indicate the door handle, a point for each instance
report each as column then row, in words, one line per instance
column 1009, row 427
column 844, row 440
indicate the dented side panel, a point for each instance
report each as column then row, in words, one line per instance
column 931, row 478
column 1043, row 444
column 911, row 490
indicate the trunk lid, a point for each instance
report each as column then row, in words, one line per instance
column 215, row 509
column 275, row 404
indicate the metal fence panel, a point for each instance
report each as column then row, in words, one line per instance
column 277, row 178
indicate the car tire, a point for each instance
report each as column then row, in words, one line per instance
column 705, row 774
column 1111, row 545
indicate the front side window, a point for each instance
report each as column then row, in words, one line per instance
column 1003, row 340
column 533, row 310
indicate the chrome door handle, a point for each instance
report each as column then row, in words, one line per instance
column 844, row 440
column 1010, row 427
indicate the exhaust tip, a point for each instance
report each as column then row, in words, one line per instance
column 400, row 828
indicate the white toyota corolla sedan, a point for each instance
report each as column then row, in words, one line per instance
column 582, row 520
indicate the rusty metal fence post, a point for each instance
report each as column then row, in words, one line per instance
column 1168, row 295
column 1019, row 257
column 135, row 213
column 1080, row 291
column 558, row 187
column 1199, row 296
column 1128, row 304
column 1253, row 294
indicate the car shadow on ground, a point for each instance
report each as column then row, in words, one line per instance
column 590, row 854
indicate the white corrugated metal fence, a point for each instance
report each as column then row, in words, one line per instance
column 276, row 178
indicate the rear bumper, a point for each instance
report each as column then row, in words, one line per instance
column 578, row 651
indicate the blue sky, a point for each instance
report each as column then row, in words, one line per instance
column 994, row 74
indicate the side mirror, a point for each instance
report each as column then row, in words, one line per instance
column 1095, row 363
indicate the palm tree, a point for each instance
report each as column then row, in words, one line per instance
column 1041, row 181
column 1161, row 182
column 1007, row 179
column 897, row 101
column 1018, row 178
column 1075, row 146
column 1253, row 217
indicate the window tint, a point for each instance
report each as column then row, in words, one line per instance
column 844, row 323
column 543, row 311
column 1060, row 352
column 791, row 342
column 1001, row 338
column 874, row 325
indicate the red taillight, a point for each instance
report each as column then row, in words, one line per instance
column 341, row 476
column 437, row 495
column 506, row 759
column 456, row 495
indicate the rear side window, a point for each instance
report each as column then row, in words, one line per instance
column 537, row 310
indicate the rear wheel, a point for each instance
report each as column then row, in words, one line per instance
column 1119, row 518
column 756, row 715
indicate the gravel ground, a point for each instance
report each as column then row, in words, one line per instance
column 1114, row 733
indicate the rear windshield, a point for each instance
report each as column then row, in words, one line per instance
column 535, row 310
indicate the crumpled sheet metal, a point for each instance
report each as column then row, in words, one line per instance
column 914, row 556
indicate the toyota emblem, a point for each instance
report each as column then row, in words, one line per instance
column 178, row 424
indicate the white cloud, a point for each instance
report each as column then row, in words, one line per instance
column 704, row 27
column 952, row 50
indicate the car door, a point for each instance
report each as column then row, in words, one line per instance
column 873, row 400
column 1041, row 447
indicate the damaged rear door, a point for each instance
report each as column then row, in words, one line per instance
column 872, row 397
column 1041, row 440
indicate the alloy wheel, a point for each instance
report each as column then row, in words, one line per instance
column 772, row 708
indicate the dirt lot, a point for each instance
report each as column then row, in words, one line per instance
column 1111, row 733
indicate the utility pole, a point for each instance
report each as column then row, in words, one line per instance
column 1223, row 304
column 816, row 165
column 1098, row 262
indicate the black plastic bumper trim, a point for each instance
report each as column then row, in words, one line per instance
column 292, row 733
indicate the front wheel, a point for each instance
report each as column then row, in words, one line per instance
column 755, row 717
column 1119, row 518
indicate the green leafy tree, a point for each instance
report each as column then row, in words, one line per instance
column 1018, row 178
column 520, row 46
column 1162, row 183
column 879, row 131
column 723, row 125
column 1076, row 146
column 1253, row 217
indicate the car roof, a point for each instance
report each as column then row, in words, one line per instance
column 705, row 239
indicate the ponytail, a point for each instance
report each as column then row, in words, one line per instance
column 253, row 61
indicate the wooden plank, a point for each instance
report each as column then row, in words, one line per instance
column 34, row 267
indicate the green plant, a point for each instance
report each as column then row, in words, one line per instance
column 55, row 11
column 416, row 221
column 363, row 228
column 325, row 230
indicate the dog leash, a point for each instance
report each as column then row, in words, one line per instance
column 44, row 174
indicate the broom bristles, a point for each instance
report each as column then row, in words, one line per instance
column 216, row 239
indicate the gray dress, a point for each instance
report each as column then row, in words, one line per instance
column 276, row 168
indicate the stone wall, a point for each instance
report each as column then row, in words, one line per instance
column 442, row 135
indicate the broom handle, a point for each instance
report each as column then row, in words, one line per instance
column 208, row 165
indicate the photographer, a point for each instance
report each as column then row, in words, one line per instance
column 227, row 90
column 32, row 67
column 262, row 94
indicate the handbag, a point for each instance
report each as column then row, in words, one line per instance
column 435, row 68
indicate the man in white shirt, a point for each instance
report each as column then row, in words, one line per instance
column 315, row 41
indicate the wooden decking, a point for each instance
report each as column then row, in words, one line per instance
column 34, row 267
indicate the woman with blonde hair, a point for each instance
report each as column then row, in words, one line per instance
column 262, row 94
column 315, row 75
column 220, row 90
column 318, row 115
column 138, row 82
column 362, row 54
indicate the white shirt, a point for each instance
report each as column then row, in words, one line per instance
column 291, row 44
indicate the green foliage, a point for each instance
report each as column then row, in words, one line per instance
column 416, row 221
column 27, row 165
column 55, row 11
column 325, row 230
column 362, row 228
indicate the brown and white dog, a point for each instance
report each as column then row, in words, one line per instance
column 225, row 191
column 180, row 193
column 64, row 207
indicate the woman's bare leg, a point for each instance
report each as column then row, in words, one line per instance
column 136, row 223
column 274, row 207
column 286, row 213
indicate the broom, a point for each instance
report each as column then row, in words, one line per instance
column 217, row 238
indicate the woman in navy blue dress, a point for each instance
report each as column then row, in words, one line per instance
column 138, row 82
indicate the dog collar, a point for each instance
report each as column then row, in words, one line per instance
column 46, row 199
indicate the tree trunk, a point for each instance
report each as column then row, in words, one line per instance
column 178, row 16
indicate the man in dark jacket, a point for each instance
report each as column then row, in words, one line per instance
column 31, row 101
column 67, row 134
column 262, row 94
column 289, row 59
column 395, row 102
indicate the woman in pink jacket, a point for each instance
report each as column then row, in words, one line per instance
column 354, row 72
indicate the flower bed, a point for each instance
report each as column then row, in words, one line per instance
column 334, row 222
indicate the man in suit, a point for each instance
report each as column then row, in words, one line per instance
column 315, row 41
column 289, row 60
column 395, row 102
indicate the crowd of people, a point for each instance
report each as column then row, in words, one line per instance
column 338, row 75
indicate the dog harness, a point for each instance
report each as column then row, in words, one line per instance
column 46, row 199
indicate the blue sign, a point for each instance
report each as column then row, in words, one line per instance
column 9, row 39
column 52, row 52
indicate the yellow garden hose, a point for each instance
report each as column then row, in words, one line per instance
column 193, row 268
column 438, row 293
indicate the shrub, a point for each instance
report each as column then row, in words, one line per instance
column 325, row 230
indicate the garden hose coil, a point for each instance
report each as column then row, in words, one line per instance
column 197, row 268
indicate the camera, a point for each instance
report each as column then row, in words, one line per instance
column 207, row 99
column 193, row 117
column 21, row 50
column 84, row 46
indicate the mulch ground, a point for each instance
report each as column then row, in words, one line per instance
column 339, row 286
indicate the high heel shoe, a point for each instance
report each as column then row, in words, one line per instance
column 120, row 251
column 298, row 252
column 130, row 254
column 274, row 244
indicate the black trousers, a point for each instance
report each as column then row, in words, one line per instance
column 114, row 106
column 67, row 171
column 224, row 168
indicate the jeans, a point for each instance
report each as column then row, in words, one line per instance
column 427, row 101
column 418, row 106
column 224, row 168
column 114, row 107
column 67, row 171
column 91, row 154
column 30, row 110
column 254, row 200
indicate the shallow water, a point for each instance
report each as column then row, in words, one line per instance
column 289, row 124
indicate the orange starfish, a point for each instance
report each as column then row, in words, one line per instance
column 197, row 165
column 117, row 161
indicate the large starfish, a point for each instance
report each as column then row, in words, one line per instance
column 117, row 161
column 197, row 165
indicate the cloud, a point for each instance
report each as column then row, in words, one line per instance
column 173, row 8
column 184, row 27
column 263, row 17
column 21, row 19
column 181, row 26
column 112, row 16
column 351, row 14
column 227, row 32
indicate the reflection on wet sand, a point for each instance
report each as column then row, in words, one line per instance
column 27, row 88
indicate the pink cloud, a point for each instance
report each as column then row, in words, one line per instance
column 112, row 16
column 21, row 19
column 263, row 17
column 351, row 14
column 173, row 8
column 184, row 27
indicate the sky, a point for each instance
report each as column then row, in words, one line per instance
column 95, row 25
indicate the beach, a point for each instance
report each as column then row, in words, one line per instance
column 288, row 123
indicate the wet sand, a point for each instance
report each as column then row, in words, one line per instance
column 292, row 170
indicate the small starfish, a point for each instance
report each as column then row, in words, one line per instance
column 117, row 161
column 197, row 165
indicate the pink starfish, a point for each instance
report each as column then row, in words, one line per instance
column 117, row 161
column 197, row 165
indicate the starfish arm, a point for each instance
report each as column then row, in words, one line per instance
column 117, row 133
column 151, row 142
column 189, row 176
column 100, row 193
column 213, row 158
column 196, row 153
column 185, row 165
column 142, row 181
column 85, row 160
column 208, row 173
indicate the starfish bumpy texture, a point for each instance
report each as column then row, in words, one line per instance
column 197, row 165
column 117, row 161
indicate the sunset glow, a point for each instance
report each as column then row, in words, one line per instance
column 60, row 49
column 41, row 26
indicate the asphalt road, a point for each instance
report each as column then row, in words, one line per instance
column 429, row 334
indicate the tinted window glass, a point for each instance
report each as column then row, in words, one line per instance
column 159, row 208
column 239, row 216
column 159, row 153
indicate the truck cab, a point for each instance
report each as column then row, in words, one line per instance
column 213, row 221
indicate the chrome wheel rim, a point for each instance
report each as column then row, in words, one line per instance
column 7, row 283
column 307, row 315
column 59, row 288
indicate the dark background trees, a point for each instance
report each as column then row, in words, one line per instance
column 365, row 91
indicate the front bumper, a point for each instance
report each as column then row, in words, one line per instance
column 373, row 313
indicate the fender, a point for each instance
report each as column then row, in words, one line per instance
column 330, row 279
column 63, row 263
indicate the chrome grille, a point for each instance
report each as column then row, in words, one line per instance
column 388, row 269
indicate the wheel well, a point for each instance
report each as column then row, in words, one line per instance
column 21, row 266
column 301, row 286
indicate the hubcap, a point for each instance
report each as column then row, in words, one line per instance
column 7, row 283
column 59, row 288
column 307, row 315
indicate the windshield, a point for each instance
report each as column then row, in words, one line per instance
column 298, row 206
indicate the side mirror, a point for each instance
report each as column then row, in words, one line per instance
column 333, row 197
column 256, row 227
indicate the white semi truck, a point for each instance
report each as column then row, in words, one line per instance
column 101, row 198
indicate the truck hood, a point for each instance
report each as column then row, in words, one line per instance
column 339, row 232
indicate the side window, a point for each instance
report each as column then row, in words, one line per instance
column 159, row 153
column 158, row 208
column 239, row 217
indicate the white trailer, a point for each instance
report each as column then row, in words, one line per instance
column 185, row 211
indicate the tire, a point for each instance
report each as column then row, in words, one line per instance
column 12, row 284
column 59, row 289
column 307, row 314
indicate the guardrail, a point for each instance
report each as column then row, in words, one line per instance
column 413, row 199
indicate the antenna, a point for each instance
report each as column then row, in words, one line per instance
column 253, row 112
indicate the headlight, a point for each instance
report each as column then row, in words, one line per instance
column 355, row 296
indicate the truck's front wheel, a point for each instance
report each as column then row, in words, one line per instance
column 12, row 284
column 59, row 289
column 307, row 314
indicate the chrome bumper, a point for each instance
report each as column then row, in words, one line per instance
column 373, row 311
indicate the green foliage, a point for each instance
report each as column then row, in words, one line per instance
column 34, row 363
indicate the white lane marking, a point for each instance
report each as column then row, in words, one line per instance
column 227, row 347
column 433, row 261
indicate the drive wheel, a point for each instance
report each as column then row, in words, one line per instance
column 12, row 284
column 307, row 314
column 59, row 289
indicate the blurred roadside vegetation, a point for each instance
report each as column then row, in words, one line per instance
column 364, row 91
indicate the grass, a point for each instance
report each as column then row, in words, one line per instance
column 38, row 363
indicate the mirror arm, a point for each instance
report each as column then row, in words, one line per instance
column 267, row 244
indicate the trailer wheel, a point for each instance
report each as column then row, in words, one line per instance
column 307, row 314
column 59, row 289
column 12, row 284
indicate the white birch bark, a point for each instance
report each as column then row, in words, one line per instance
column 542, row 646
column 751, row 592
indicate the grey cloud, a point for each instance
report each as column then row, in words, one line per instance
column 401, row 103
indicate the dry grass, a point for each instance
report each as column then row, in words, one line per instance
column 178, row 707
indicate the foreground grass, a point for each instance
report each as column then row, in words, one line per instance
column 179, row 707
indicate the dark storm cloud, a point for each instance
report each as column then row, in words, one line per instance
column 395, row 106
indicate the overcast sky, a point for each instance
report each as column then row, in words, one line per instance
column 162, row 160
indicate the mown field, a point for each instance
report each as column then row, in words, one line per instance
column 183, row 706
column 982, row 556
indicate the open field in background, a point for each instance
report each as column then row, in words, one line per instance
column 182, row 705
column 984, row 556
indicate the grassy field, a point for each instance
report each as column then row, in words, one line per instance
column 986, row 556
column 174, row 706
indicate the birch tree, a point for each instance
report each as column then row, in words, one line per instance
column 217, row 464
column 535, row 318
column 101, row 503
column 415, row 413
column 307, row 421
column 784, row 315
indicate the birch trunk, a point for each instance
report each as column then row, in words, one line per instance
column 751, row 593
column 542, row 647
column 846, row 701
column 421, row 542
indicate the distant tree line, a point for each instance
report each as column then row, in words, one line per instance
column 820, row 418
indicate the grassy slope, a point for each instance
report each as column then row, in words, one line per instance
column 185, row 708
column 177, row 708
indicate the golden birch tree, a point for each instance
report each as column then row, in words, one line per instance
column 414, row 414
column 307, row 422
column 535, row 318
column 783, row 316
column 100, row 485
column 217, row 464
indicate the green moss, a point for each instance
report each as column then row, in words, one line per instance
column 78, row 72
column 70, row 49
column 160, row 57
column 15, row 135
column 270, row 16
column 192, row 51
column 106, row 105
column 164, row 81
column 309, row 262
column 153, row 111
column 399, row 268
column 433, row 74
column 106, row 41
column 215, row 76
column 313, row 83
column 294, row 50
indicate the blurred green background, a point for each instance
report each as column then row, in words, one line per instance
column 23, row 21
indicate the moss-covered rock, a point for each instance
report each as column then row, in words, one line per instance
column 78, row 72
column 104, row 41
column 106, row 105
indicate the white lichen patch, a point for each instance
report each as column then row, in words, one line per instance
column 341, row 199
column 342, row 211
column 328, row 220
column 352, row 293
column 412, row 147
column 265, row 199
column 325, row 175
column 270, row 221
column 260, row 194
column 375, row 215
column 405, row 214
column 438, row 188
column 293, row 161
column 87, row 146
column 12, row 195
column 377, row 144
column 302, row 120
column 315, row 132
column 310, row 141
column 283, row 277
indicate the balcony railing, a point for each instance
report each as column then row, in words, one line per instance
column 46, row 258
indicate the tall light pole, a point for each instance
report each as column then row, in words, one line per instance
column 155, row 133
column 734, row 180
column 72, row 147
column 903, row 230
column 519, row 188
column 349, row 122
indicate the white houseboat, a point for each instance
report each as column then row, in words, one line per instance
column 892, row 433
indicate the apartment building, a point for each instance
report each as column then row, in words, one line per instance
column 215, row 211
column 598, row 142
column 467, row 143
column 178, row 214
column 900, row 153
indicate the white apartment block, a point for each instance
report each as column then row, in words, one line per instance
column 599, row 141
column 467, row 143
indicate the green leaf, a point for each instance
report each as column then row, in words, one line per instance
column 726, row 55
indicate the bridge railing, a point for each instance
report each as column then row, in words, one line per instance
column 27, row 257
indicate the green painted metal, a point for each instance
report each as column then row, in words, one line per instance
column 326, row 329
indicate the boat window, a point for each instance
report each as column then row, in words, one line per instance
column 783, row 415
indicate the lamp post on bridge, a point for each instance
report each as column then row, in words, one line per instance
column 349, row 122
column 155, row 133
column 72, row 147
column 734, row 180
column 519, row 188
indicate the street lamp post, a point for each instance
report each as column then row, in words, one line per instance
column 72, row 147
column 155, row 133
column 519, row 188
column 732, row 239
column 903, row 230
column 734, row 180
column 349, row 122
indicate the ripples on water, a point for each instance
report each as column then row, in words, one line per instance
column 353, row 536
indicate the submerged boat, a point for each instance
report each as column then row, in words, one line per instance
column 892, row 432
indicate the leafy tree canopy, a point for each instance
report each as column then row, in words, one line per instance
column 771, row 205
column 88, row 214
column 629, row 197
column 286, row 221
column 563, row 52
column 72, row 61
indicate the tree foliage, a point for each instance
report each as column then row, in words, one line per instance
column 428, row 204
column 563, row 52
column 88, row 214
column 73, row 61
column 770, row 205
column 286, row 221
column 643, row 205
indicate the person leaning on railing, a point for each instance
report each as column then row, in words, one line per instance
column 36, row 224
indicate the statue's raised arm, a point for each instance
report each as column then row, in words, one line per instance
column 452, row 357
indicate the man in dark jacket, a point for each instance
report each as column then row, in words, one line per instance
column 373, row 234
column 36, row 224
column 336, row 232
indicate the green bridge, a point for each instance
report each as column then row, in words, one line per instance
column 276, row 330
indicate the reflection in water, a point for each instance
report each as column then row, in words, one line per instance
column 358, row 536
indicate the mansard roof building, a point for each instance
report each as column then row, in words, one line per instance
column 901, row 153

TASK TO CARRY OUT: Each line that holds the word "toyota" should be extracted from the records.

OUTPUT OF THE EXERCISE:
indicate the white toyota corolla sedan, a point for each instance
indicate the toyota emblem, a point for each instance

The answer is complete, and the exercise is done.